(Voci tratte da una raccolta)
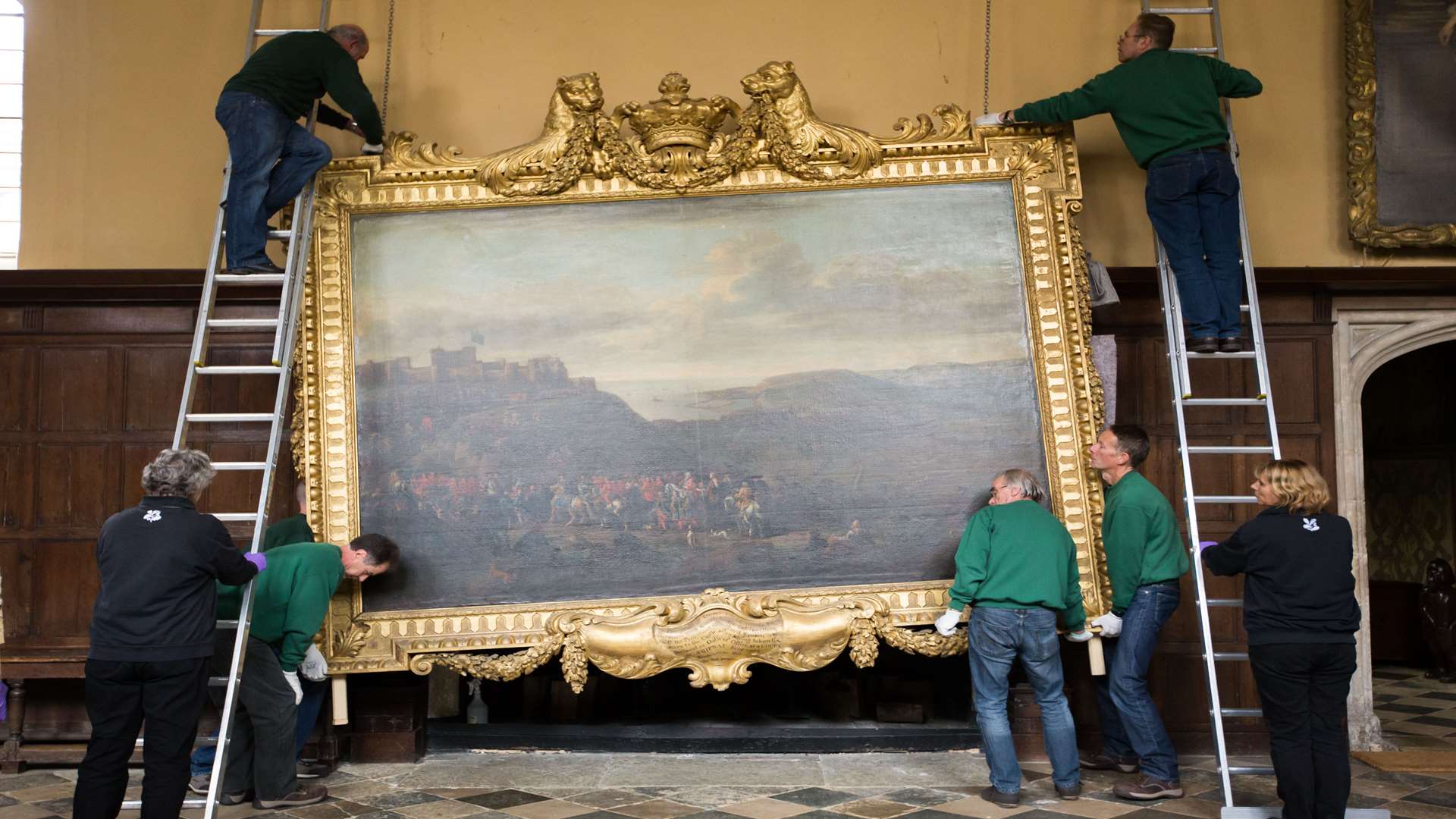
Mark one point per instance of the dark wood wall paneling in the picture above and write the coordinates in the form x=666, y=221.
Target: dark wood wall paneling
x=91, y=379
x=92, y=363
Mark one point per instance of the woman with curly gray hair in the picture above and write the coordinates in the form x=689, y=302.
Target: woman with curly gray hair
x=152, y=635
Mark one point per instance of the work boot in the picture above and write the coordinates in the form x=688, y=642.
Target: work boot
x=1104, y=761
x=1001, y=798
x=302, y=795
x=1147, y=789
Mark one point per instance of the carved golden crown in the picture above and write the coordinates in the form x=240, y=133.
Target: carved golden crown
x=676, y=118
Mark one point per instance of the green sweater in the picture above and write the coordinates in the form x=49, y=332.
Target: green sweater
x=1163, y=102
x=1141, y=538
x=296, y=69
x=1018, y=556
x=290, y=598
x=289, y=531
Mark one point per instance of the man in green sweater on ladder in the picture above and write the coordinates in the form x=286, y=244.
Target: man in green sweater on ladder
x=1018, y=569
x=1166, y=110
x=1145, y=558
x=287, y=613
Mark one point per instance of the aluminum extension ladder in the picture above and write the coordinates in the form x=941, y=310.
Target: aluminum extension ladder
x=286, y=333
x=1184, y=398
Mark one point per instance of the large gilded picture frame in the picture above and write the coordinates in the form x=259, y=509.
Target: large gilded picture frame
x=1400, y=131
x=685, y=149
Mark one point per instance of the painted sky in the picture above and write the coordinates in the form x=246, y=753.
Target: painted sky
x=740, y=287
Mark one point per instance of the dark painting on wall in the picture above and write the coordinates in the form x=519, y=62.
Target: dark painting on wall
x=1414, y=111
x=615, y=400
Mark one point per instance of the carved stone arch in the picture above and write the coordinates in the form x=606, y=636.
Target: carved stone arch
x=1370, y=333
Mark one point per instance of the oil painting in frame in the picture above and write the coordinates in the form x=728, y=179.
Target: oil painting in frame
x=1401, y=130
x=689, y=384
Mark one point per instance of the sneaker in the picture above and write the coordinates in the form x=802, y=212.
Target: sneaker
x=259, y=267
x=235, y=798
x=313, y=770
x=1147, y=789
x=1103, y=761
x=1001, y=798
x=302, y=795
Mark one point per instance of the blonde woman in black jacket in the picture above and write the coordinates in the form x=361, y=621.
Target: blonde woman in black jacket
x=1301, y=613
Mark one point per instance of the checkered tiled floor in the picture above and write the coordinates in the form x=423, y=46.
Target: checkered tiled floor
x=666, y=786
x=1416, y=711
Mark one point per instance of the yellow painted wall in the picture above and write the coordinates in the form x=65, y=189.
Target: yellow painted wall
x=123, y=158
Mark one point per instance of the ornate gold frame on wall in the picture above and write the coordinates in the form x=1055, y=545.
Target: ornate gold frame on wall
x=1360, y=89
x=680, y=146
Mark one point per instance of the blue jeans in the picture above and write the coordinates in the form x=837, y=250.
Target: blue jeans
x=1130, y=722
x=998, y=635
x=308, y=717
x=1193, y=202
x=273, y=159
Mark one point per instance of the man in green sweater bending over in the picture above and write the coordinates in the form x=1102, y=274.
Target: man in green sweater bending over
x=1018, y=569
x=1166, y=110
x=287, y=613
x=1145, y=558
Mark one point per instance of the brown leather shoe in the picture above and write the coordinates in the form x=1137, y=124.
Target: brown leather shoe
x=993, y=796
x=1147, y=789
x=303, y=795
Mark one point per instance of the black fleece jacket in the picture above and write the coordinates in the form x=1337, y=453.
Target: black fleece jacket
x=1301, y=586
x=159, y=564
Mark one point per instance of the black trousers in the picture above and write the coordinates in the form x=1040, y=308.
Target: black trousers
x=120, y=695
x=1304, y=689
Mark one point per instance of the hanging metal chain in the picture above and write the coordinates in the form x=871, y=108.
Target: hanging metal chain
x=389, y=55
x=986, y=77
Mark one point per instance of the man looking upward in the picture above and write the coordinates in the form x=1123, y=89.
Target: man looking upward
x=1166, y=110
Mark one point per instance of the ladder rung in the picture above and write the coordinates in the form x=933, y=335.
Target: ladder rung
x=229, y=417
x=239, y=371
x=1244, y=354
x=248, y=279
x=242, y=324
x=1223, y=401
x=240, y=465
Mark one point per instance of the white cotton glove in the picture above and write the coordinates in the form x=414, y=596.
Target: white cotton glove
x=1111, y=624
x=294, y=686
x=946, y=623
x=313, y=667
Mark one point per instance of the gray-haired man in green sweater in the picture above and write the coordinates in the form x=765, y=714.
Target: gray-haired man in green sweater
x=1017, y=567
x=287, y=613
x=1166, y=110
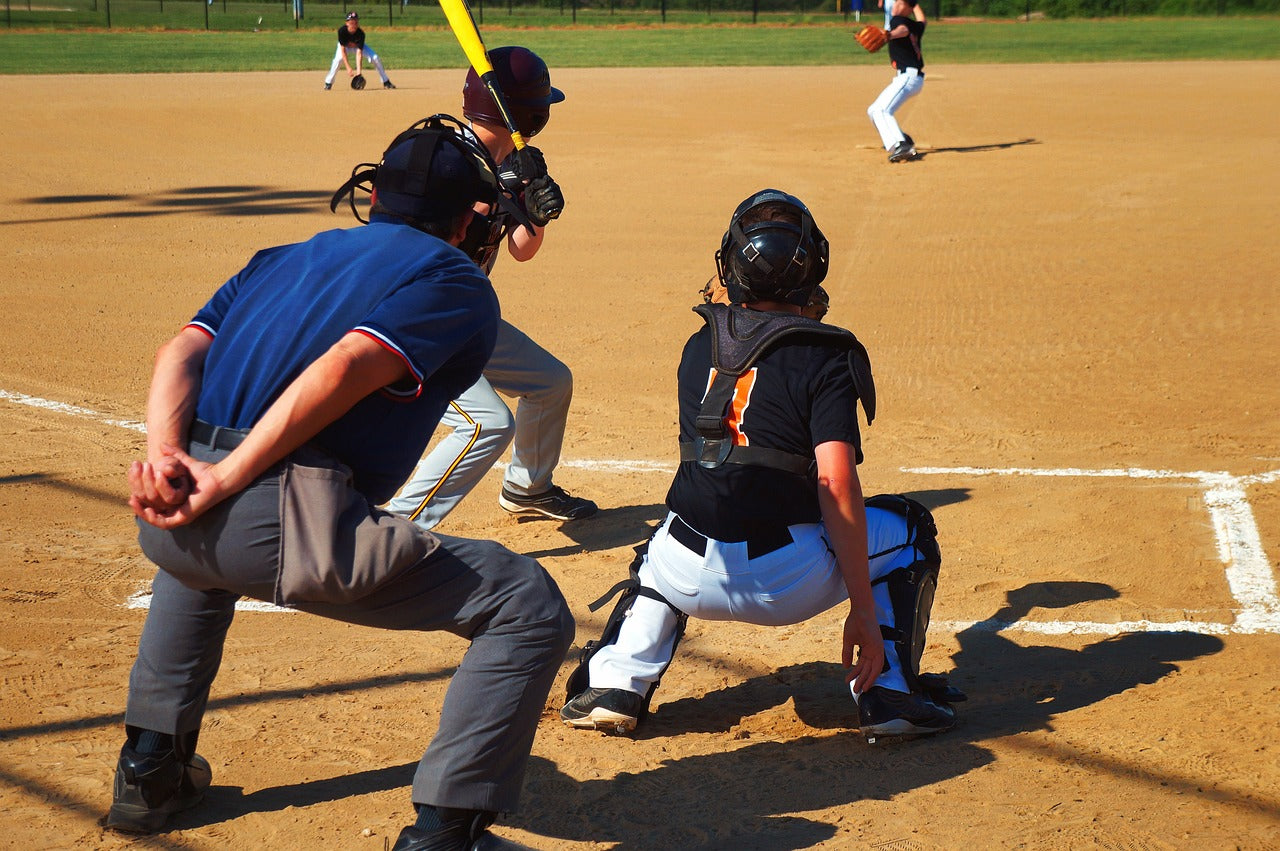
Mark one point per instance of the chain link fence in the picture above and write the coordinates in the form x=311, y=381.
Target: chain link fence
x=311, y=14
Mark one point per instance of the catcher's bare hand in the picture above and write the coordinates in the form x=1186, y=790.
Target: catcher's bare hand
x=863, y=631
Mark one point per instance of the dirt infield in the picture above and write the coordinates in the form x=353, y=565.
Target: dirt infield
x=1072, y=307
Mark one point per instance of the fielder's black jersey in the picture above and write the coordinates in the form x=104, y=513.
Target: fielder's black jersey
x=794, y=398
x=352, y=40
x=905, y=53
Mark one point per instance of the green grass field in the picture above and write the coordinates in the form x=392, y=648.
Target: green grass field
x=832, y=44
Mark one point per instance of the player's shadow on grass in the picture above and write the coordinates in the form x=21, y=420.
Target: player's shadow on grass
x=1013, y=689
x=920, y=154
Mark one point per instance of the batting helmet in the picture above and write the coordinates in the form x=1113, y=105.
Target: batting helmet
x=772, y=250
x=526, y=86
x=430, y=173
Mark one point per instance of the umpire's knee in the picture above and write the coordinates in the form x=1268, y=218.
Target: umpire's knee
x=533, y=604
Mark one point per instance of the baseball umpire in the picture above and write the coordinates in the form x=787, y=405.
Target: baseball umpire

**ISTRUZIONI:** Riporti di nuovo tutte le voci sostituendo "Target" con "Oggetto" e lasciando invariato il resto. Ometta le immagini nella risposta.

**RISPOSTA:**
Mark one point per instance of the dark wood wall paneling in the picture above and write the coordinates in the form x=666, y=221.
Oggetto: dark wood wall paneling
x=91, y=379
x=92, y=363
Mark one point per instance of the woman with curly gray hair in the picture above and write the coordinates in the form x=689, y=302.
Oggetto: woman with curly gray hair
x=152, y=635
Mark one point per instance of the work boot in the picture above and write the coordinates in the form x=688, y=642.
Oggetto: work boot
x=1104, y=761
x=1001, y=798
x=302, y=795
x=1147, y=789
Mark one point per instance of the carved golden crown in the picture above and write the coordinates in the form x=240, y=133.
Oggetto: carved golden crown
x=676, y=118
Mark one point per instance of the green sweater in the picture above and write the coordinates in the form x=49, y=332.
Oggetto: green sweater
x=1163, y=102
x=1141, y=538
x=296, y=69
x=1018, y=556
x=290, y=598
x=289, y=531
Mark one point per instance of the man in green sweater on ladder in the picture above and write the coordinates in the form x=286, y=244.
Oggetto: man in green sweater on ladder
x=1018, y=569
x=1166, y=110
x=1145, y=558
x=287, y=613
Mark one point per instance of the aluminum extension ladder in the picture above and write the coordinates in the form x=941, y=310.
Oggetto: aluminum extension ladder
x=286, y=333
x=1184, y=398
Mark one point per instance of the large gilded picture frame in the picture above and write the coordinates in the form x=259, y=509.
Oggetto: large gilded picture frame
x=1400, y=131
x=685, y=149
Mark one point per instance of the painted sky in the picture above and write the coordinates in the form x=246, y=753.
Oggetto: painted sky
x=740, y=287
Mark one point per instance of the dark painting on wall in the picture above and write the coordinates in the form x=519, y=62.
Oggetto: dark painting on wall
x=1414, y=111
x=615, y=400
Mark one point per instance of the carved stone arch in the picture above and write the coordinates in the form x=606, y=636.
Oggetto: carved stone arch
x=1370, y=333
Mark one point per instance of the oil painting in frame in the picture above and write the coordinates in the form x=728, y=179.
Oggetto: oil painting in frame
x=1401, y=130
x=689, y=384
Mark one point per instance of the sneaker in the picture above and write the coordinates in the form x=802, y=212.
Oggetto: sneaker
x=259, y=267
x=235, y=798
x=313, y=770
x=1147, y=789
x=1103, y=761
x=1001, y=798
x=302, y=795
Mark one point per instance of the blonde woman in black jacket in the picture above and write the coordinates in the form x=361, y=621.
Oggetto: blonde woman in black jacket
x=1301, y=613
Mark one point per instance of the checkered tiled floor in the picture above and write the coordinates in the form x=423, y=46.
Oggetto: checkered tiled floor
x=666, y=786
x=1416, y=711
Mark one point per instance of the yellow painted wall in the picture above and write the coordinates in the form x=65, y=189.
Oggetto: yellow painted wall
x=123, y=158
Mark one point per instance of the ornate gold frame on wall in the picture above and write the coordinates in the form x=1055, y=545.
Oggetto: ornate gold frame on wall
x=1360, y=89
x=680, y=146
Mark one point per instance of the blue jeans in the picture above and write the coordinates in the form x=837, y=250.
Oggetto: blue jeans
x=1130, y=722
x=998, y=635
x=308, y=717
x=1193, y=202
x=273, y=159
Mark one point per instance of the man in green sweater bending over in the picture above and write the coordinates in the form x=1102, y=274.
Oggetto: man in green sweater bending over
x=1018, y=569
x=1166, y=110
x=287, y=613
x=1145, y=558
Mark one point per instance of the brown leather shoe in the picture above and write the coordinates in the form x=1137, y=124.
Oggetto: brown leather shoe
x=993, y=796
x=1147, y=789
x=303, y=795
Mark one point per instance of the black fleece jacket in the picture above and write the coordinates in the form x=1337, y=453.
Oggetto: black fleece jacket
x=1301, y=586
x=159, y=564
Mark one point per instance of the black trousers in the picture above and write the coordinates in the form x=1040, y=308.
Oggetto: black trousers
x=120, y=695
x=1304, y=689
Mark one point per instance of the hanging metal chain in the picture above and write the coordinates in the form x=871, y=108.
Oggetto: hanging metal chain
x=389, y=55
x=986, y=77
Mark one point per instance of the man looking upward in the picture above and write the coordinates in the form x=1123, y=89.
Oggetto: man looking upward
x=1166, y=110
Mark one point per instance of the ladder rung in the picture above and write the coordinates in the form x=933, y=335.
Oggetto: ladder rung
x=229, y=417
x=239, y=371
x=1244, y=354
x=248, y=279
x=242, y=324
x=1223, y=401
x=240, y=465
Mark one point per instance of the white cotton glove in the picture above and write the coordinates in the form x=414, y=596.
Oggetto: white cotton glove
x=1111, y=624
x=294, y=686
x=946, y=623
x=313, y=667
Mark one point per instance of the gray-haired man in green sweater in the picture above and write the coordinates in the form x=765, y=714.
Oggetto: gray-haired man in green sweater
x=1017, y=567
x=287, y=613
x=1166, y=110
Mark one point per instance of the chain link fence in the picture above and write the coordinates in the form x=311, y=381.
Oggetto: chain link fence
x=311, y=14
Mark one point per instance of the catcher's bare hand in the picture above and write the coordinates in the form x=1186, y=790.
Oggetto: catcher's bare hand
x=863, y=631
Mark one point per instance of the dirt infield in the picture above and write the coordinates in the form x=353, y=565.
Oggetto: dirt infield
x=1072, y=307
Mark one point per instance of the fielder's black jersey in the picture above and write the coordinates in the form x=104, y=513.
Oggetto: fielder's black jersey
x=794, y=398
x=352, y=40
x=905, y=53
Mark one point per instance of the green grass field in the picture above and write the coordinates in the form x=392, y=648.
Oggetto: green grass field
x=832, y=44
Mark one point per instance of the player's shadow on grass in the picture above and write the coordinates in the form x=21, y=420.
Oggetto: player's shadow on grass
x=1013, y=689
x=920, y=154
Mark one point per instance of the batting helmet in the picture above and write the coordinates in the form x=1113, y=105.
Oggetto: batting helmet
x=772, y=250
x=526, y=86
x=430, y=173
Mark one point per instance of the umpire's knee in the picture above and write the coordinates in the form x=1268, y=218.
Oggetto: umpire's knee
x=533, y=604
Mark one point per instance of the baseball umpire in the picture above and write the coordinates in the form x=787, y=405.
Oggetto: baseball umpire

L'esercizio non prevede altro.